> _FRAGMENTO DEL DOCUMENTO_:
####

Andy me actualiza del número de comensales y preparo con destreza igual cantidad de bandejas. Una doctora del pediátrico de Centro Habana, un deambulante, una paciente remitida desde la consulta de Ortopedia y un contacto directo de un caso positivo, advierte Pupo. Son los sospechosos de COVID-19 que esperan por el resultado del PCR. «Aves de paso», pienso. Esos que vienen, esperan 24 horas, y tienen dos destinos: el añorado retorno casa o la transferencia al pabellón de positivos.
Amanece. Es un domingo caluroso y denso. El último día como voluntarios en la Covadonga. Todos tenemos la mirada marchita, los ojeras bien marcadas y el rostro sudado. A pesar del cansancio, se respira alegría. No hemos tenido casos positivos hasta la fecha.
En la tarde traen los resultados de los PCR de los cuatro pacientes. Tres salen de alta. «Al de la cama 12 hay que repetirle la prueba, al parecer se contaminó», indica una de las enfermeras. Nosotros seguimos el día limpiando y organizando. Dejar la sala impecable es el sello de esta brigada.
—¿Vamos a jugar a “los limones”?— sugiere la doctora Lissette. El juego se ha hecho habitual en nuestras tertulias nocturnas donde, entre risas y chistes, disfrutamos del trabalenguas: “un limón, medio limón, cinco limones”. César advierte que hablemos bajo, porque las risas pueden importunar al paciente que nos queda en la sala.

####

> _ENTRADAS EXTRAÍDAS_:

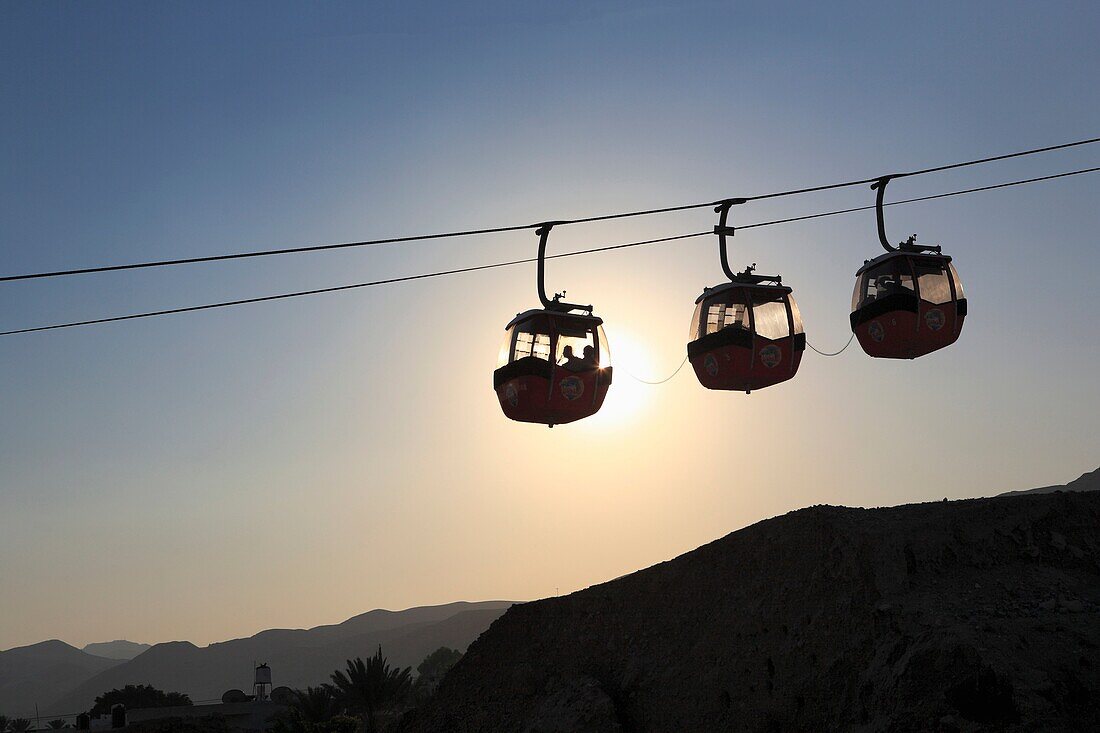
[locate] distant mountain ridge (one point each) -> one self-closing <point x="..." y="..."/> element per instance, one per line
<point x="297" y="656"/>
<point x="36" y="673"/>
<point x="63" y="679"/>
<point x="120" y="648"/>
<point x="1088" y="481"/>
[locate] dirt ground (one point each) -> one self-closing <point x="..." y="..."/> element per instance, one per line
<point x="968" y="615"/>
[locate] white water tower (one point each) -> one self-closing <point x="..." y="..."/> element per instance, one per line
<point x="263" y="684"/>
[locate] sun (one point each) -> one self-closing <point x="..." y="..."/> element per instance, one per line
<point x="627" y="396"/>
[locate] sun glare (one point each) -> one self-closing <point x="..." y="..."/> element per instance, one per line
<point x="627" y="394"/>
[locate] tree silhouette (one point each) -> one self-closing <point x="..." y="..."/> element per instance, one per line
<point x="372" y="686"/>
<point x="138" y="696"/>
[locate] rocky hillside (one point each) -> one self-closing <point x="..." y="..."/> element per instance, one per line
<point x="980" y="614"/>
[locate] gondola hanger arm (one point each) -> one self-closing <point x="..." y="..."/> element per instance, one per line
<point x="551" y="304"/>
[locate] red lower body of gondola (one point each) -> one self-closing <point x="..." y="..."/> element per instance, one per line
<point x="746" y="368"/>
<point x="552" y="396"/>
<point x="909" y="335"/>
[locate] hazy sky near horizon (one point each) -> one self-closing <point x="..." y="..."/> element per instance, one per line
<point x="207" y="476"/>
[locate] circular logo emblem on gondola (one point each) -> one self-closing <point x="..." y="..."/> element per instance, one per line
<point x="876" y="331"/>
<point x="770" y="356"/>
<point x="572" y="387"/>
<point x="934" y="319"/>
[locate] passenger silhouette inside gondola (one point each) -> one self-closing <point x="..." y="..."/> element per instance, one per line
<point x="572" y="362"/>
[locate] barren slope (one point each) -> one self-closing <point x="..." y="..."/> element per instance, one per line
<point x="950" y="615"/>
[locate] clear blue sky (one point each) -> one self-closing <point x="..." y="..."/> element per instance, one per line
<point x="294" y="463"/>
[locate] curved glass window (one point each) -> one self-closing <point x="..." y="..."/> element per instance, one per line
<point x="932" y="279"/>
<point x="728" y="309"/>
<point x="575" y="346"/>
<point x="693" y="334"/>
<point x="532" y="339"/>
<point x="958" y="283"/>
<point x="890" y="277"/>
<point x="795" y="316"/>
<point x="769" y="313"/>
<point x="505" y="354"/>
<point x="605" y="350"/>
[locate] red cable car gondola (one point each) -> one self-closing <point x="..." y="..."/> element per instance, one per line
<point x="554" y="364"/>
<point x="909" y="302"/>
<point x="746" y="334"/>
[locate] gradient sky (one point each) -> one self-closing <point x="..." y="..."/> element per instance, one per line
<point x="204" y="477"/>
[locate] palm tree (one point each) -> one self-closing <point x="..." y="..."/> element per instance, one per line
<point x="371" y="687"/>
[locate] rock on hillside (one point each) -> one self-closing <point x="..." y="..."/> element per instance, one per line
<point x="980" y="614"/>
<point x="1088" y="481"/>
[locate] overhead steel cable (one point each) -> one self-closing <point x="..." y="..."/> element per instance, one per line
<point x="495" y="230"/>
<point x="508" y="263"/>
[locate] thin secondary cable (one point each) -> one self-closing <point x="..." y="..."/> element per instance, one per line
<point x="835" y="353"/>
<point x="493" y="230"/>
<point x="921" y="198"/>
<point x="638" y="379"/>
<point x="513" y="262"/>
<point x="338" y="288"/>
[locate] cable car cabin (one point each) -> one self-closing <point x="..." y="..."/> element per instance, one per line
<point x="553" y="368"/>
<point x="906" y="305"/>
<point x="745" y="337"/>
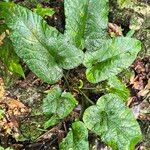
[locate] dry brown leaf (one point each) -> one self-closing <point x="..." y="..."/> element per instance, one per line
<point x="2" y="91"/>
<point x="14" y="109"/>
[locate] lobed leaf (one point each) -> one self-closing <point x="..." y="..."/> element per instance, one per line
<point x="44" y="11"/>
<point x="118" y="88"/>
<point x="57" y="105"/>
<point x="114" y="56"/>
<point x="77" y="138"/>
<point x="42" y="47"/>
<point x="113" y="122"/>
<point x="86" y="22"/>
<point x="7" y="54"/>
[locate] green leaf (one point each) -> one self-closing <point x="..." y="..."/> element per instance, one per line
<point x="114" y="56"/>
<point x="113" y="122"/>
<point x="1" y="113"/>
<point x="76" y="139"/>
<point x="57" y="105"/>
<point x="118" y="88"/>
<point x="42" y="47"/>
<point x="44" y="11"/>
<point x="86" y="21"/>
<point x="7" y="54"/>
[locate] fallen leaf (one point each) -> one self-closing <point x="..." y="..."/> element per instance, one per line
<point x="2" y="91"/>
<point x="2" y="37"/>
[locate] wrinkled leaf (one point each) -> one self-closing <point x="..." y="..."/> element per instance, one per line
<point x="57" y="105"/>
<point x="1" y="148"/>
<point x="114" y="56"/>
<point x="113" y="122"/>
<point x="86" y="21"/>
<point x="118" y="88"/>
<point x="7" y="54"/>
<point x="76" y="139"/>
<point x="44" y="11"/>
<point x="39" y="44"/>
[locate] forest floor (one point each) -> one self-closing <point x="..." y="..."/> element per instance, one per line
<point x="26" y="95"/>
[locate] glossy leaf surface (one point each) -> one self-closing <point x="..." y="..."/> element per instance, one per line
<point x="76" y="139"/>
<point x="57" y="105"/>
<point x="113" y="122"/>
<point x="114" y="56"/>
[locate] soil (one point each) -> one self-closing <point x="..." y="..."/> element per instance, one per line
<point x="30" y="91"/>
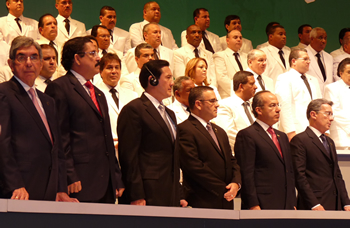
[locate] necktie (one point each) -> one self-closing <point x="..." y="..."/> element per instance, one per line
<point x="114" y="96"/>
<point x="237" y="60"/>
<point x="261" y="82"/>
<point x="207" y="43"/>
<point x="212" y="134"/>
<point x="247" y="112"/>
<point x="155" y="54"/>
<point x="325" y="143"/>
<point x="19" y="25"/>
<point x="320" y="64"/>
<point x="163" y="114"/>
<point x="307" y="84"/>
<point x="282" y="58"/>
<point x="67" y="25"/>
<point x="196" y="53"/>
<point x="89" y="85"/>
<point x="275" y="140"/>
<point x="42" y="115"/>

####

> _QUÉ HARÁS_:
- A) Enumera todas las personas a las que el relato de los voluntarios en la Covadonga nombra por su nombre propio.
- B) Transcribe del relato de los voluntarios en la Covadonga el pasaje que va de "Amanece. Es un" a "en la sala.", ambos incluidos.
- C) Retoma el relato de los voluntarios en la Covadonga y sigue escribiéndolo desde donde termina.

> _RESPUESTAS_:
- A)
- Andy
- Pupo
- Lissette
- César

- B)
Amanece. Es un domingo caluroso y denso. El último día como voluntarios en la Covadonga. Todos tenemos la mirada marchita, los ojeras bien marcadas y el rostro sudado. A pesar del cansancio, se respira alegría. No hemos tenido casos positivos hasta la fecha.
En la tarde traen los resultados de los PCR de los cuatro pacientes. Tres salen de alta. «Al de la cama 12 hay que repetirle la prueba, al parecer se contaminó», indica una de las enfermeras. Nosotros seguimos el día limpiando y organizando. Dejar la sala impecable es el sello de esta brigada.
—¿Vamos a jugar a “los limones”?— sugiere la doctora Lissette. El juego se ha hecho habitual en nuestras tertulias nocturnas donde, entre risas y chistes, disfrutamos del trabalenguas: “un limón, medio limón, cinco limones”. César advierte que hablemos bajo, porque las risas pueden importunar al paciente que nos queda en la sala.

- C)
El timbre del teléfono de la sala congela la velada. «Cama 12: PCR positivo». De los minutos siguientes solo puedo recordar los ojos de Camila, mojados. El “no va a pasar nada” de Yelena. Una camilla. La ambulancia. Mientras conteníamos la inevitable preocupación, el Ruso, siempre tan certero, agregó: «A pesar de todo, yo no tengo miedo, a mí me protege el ejército que no se deja ver».
Si algo se siente al estar 14 días en la Zona Amarilla —casi naranja— con pacientes sospechosos de COVID-19, es miedo. El miedo te lleva a no perder la rutina, a lavarte las manos mil veces, a que se limpien los zapatos antes de entrar al cuarto. Te lleva a enjabonarte la cara al retirarte el nasobuco, a desechar guantes, cambiar pijama y sobrebata; y, sobre todo, a no perder la sonrisa y a no despreciar al paciente, aunque lo mantengas al margen de un metro y medio.
También, estas jornadas de voluntariado en la Covadonga —además de una cama reservada en un hospital— han sido la sumatoria de amigos, de lidiar con las fobias, de duchas de agua fría, y de sentir como un pedazo del hogar a un pantry en el que convives más de diez horas al día.
Hoy lunes salimos para el aislamiento. Por primera vez no se reportaron casos positivos del nuevo coronavirus en Cuba porque el diagnóstico de nuestro centro fue dado casi en la madrugada. Mañana, cuando el doctor Durán ponga al tanto de la situación de la enfermedad, a nosotros nos quedarán diez días de incertidumbre. Diez días de pensamiento positivo. Ahora invertimos los roles, los sospechosos somos nosotros.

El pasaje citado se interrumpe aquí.